# Texto fornecido
===
Fanfiqueira também é gente!
um artigo sobre a historia das fanfics e seu impacto na comunidade literária
O texto de hoje foi escrito pela Maria, do projeto Laboratório do Escritor. Me identifiquei muito com ela porque partilhamos o mesmo desejo por espalhar literatura por todo canto. O artigo, à seguir, falará sobre o papel das fanfics no cenário literário e usará como base o livro “Writers in the secret Garden: Fanfiction, youth, and new forms of mentoring”, das autoras Cecilia Aragon e Katie Davis, esse livro examina com profundidade como os jovens se apoiam e aprendem juntos nas comunidades online.
A gente sabe que tem muito preconceito com quem escreve fanfics, mas acreditamos que uma forma de quebrar preconceitos é conscientizando as pessoas sobre como os espaços funcionam e os benefícios que trazem, como por exemplo, todo o aprendizado e socialização entre jovens escritores. O Portal Cataprisma apoia os novos contadores de histórias e está comprometido em fazê-los serem vistos.
“Às vezes, me pergunto se teria sido diferente em minha própria vida, e quiçá na vida de muitos outros, se tivéssemos tido acesso a essa comunidade solidária de milhões de jovens e sua mentoria distribuída quando éramos crianças.”
Cecilia Aragon é uma autora premiada e professora de engenharia na Universidade de Washington.
Sabe quando você se sente inspirado depois de acabar uma saga e dá aquela vontade de explorar ou até evoluir o enredo da obra? Essa vontade toda pode resultar na criação de fanfics, histórias escritas baseadas em obras famosas mas feitas por fãs. Os ficwriters (termo que se refere a quem escreve fanfics) criam novos universos expandem a história em novos pontos de vista, tornando personagens secundários em protagonistas, juntando casais improváveis ou até misturas entre duas obras que o autor goste (crossovers). Todas essas ideias vêm de perguntas como “o que acontece depois?” ou “o que poderia ter acontecido?”.
Geralmente postadas em plataformas online, como Wattpad e Spirit Fanfics, as fanfics unem a comunidade de ficwriter, que se reúne para divulgar suas obras e trocar ideias. Ato que possibilita o exercício da criatividade e a inserção do escritor na internet, já que não é necessário muito investimento para se tornar um ficwriter.
“É como se você não estivesse sozinho no barco, há um autor por trás te ajudando a remar, e quando você vê, fazer viagens sozinho não é mais tão assustador”.
===
Itens de um conjunto de dados
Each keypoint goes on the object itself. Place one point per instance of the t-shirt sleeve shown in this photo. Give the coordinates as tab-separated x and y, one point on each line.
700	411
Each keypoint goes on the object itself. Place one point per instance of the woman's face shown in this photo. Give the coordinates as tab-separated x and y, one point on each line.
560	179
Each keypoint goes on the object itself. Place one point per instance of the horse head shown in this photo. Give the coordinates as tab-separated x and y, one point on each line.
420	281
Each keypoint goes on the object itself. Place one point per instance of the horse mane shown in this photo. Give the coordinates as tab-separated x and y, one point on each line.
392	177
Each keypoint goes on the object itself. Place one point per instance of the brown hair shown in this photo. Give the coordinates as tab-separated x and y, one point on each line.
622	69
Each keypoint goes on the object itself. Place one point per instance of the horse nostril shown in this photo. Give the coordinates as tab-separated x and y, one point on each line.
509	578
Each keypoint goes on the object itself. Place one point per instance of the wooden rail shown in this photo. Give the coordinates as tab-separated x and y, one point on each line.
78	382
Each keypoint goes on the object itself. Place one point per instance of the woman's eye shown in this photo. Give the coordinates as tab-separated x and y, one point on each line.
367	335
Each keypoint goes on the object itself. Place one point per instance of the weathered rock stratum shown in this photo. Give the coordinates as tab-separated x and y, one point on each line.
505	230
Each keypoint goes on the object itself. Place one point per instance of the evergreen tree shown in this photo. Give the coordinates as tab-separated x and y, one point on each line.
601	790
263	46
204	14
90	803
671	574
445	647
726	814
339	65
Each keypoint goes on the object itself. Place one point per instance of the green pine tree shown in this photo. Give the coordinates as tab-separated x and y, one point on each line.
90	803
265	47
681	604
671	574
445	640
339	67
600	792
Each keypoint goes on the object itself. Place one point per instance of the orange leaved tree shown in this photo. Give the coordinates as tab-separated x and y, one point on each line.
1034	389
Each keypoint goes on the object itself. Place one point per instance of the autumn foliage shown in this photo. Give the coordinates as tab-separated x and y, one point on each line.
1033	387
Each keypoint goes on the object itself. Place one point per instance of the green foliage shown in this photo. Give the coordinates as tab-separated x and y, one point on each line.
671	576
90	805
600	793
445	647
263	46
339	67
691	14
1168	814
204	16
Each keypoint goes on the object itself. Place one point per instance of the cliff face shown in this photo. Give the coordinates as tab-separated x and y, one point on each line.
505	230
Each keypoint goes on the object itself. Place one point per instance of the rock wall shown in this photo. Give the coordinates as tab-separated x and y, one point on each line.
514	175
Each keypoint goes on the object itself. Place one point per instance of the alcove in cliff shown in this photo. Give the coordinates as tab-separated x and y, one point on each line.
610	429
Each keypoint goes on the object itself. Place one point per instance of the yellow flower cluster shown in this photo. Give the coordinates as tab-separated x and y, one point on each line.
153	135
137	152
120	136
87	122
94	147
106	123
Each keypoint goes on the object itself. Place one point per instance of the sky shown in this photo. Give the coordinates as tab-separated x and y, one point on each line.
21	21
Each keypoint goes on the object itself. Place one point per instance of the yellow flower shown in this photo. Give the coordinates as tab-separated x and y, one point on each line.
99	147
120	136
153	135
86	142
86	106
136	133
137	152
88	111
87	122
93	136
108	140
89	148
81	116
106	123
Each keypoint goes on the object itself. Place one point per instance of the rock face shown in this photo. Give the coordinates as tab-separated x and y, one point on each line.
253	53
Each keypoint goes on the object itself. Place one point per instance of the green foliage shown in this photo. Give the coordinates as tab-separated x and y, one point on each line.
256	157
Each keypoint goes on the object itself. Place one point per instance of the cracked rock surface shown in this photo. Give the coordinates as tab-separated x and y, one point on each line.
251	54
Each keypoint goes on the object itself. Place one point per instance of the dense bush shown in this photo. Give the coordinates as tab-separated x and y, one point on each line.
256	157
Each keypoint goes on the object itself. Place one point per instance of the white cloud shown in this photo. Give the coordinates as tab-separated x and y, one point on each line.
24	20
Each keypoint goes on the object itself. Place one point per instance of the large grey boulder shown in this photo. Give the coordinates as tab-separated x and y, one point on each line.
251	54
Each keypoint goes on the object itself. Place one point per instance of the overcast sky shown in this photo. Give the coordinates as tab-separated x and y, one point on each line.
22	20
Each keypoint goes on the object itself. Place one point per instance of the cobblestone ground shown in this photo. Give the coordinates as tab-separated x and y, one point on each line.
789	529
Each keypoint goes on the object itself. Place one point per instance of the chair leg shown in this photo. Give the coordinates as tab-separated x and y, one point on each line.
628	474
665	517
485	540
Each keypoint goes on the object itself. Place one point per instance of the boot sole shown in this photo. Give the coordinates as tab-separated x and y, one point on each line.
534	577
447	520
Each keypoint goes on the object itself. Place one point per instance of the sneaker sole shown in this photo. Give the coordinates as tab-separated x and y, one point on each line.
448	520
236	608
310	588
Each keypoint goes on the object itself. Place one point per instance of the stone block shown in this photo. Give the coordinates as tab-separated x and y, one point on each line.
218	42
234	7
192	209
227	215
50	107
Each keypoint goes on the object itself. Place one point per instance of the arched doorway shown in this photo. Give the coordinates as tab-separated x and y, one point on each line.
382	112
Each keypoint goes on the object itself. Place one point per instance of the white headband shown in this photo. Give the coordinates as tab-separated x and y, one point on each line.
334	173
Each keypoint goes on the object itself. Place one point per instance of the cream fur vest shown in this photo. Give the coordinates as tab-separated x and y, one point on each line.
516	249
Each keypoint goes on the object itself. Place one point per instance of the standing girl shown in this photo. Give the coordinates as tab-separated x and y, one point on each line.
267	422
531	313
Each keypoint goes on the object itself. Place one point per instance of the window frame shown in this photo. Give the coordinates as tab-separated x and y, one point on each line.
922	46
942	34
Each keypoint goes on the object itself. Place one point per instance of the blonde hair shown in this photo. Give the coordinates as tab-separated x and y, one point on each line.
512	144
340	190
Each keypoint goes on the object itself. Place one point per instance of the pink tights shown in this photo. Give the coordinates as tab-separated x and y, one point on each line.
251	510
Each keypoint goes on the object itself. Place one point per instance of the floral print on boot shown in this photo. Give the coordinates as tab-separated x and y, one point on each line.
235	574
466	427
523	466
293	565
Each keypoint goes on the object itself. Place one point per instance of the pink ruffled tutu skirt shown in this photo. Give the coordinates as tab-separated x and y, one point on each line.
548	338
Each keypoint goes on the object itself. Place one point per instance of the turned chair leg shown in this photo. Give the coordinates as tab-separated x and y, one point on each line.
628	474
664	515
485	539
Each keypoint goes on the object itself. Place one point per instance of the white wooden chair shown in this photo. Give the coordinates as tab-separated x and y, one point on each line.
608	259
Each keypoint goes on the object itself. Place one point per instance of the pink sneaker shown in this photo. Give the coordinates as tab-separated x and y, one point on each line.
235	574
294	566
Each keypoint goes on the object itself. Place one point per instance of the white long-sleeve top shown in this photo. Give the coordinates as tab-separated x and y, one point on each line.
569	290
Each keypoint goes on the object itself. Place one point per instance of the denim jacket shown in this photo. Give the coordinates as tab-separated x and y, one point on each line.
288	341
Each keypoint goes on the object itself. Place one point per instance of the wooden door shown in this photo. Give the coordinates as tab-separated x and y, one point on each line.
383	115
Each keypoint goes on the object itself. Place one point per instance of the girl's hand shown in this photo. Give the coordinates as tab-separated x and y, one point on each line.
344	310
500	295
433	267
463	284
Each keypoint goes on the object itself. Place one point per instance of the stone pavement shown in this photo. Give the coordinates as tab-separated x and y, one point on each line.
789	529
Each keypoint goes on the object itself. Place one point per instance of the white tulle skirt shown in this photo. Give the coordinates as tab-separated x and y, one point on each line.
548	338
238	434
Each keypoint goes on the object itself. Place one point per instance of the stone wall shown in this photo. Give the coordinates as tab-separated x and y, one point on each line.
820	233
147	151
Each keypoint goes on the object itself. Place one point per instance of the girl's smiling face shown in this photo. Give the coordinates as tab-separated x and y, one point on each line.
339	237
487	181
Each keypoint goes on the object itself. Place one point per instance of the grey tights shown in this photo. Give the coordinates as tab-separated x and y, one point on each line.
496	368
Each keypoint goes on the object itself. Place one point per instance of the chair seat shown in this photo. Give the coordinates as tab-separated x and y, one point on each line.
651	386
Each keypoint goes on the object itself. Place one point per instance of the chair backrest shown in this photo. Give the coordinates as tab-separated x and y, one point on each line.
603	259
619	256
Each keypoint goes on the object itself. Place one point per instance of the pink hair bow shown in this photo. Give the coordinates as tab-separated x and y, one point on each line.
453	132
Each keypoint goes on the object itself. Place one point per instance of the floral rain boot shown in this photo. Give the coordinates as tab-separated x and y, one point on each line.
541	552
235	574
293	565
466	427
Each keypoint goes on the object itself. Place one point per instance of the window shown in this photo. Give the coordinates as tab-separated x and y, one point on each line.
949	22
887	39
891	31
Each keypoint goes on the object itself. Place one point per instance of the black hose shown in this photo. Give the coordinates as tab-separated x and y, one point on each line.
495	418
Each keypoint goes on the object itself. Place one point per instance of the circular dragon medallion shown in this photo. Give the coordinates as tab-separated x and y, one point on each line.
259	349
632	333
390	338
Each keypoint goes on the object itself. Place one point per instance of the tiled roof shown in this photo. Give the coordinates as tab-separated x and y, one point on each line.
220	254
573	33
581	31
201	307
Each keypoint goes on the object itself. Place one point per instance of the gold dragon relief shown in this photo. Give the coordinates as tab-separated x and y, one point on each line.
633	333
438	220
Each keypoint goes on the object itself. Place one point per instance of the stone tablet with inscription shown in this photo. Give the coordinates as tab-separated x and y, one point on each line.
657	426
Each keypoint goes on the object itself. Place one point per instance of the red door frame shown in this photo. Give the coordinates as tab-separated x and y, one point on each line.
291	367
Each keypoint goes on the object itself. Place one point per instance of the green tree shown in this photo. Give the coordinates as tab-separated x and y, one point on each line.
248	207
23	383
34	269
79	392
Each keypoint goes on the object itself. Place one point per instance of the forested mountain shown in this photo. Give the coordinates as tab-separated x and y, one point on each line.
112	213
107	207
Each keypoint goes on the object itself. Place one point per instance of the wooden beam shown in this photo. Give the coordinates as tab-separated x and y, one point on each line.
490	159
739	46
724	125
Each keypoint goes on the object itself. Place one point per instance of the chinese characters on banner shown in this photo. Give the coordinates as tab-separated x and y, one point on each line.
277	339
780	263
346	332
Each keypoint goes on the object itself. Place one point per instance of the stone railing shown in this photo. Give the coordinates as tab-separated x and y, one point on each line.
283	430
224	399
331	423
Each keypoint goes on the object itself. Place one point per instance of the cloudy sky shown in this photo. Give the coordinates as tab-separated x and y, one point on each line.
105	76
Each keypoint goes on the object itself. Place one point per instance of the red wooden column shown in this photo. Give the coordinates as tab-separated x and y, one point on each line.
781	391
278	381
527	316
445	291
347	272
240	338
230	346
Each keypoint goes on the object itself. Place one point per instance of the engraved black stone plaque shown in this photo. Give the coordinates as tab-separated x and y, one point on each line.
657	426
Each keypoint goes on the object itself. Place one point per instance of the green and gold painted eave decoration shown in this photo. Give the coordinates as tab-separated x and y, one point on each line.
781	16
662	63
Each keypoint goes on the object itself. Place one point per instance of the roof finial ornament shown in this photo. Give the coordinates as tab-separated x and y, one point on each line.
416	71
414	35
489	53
===
# O que fazer
(A) Liste as maneiras como os ficwriters recriam as obras originais, segundo o artigo sobre fanfics.
(B) Segundo o artigo sobre fanfics, por que escrever e postar fanfics em plataformas online facilita a inserção do escritor na internet?

# Resultados
(A)
- Criam novos universos.
- Expandem a história em novos pontos de vista.
- Tornam personagens secundários em protagonistas.
- Juntam casais improváveis.
- Misturam duas obras de que o autor goste (crossovers).

(B) Isso acontece porque não é necessário muito investimento para se tornar um ficwriter.